> To do: For each statement, answer yes or no to whether it agrees with the post below about the song "Jefferson Avenue," quoting the words that decide it: 1. The song was recorded at Lien's house. 2. The name The Now Explosion was kept because no other band was using it. 3. The writer had a car while walking around New Orleans in those days.

=== Extract ===

Sunday, January 15, 2017

Jefferson Avenue




We interrupt this journey back to 1977 with a reader’s request for “Jefferson Avenue”, a song I recorded with my pal James Lien as a Tulane University student in early 1986. The reader, Darren Wexler, remembers hearing this lo-fi rocker on WTUL and writes “ I quoted it to my GF and really thought it was one of Alex Chilton’s bits…I assumed it was some ditty he popped off and sent to TUL as a kindness”.

 Is that not the greatest complement an amateur musician could ever hear?


Alex Chilton lived in New Orleans in the 1980s

 It should come as no surprise that the song came too me while walking from campus to my apartment. I did a lot of walking around New Orleans in those days. I didn’t have a car and didn’t ride the bus. My bank might have been on Jefferson Avenue, but there really isn’t anything of interest on that street except the Newman School attended by Wexler and the Manning boys. Wexler says he always appreciated the shout out to The Newman School, “where everyone’s rich but very cool”.




 I remember recording the song at Lien’s house. I figured we would do more than one take and that he’d play the guitar, but James liked the way the guitar sounded. He thought my ill-fingered bar chords gave the song a Velvet Underground vibe. Chatting with James over Facebook, he remembers his drumming as “famously lame”. I just think they’re a little buried in the mix, which sounds like it was sped up to 1.5X



 James transferred his cassette mix to cart for the radio station and we decided to call ourselves The Now Explosion. A great name! So great we learned there was already an Atlanta band with the same name. With minutes to think up something new, I came up with Hamburger Party. It sounded like the name of a song the Young Fresh Fellows might have recorded. Patriotic, yet fun. I published a self deprecating fanzine with the lyrics and chords, and left piles of them in record stores. There might have been a line asking readers to request the song on WTUL.



There are parts of the tune that make us both cringe. For me, it’s the Duran Duran vocals on the line “But I wouldn’t be home until to-niight”. Shuddering. Every. Single. Time. But, perhaps thanks to the fanzine, we weren’t the only ones to play the song. It was an era for lo-fi college radio rock so maybe it fit in?



Neither James or I play in bands now. I did play songs about girls, girlfriends and ex-girlfriends in a Seattle band. James played in a Dad band that did Guru Guru covers. But every so often we hear from someone who remembers our infectious tune celebrating the least celebrated street in New Orleans.

=== Source data ===

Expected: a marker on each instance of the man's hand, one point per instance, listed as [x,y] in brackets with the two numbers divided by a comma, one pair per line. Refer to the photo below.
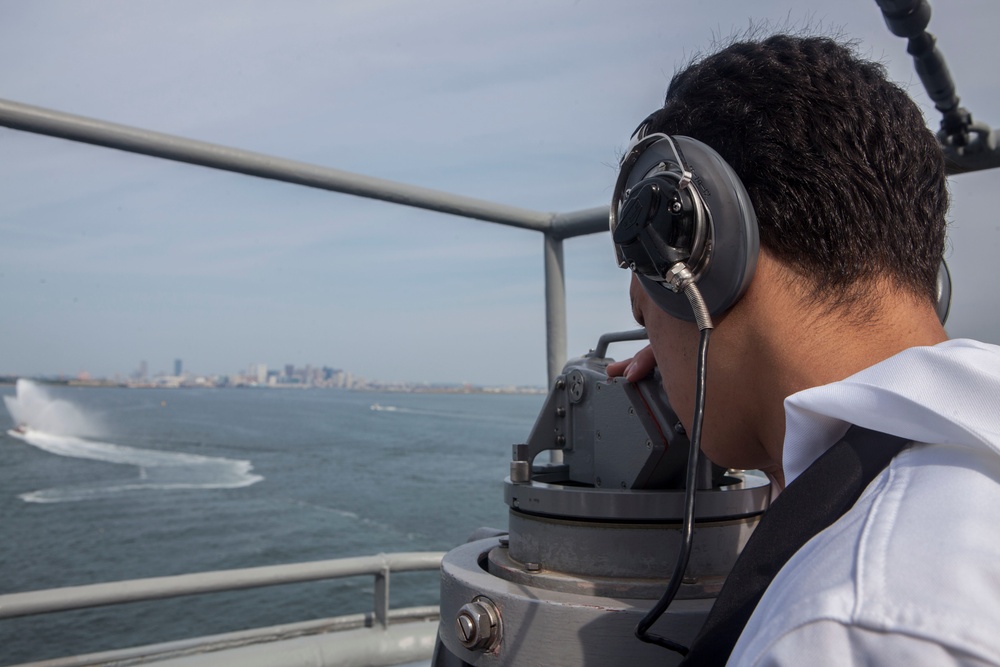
[636,368]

===

> Output for this exercise:
1. Yes. "I remember recording the song at Lien’s house."
2. No. "So great we learned there was already an Atlanta band with the same name."
3. No. "I didn’t have a car and didn’t ride the bus."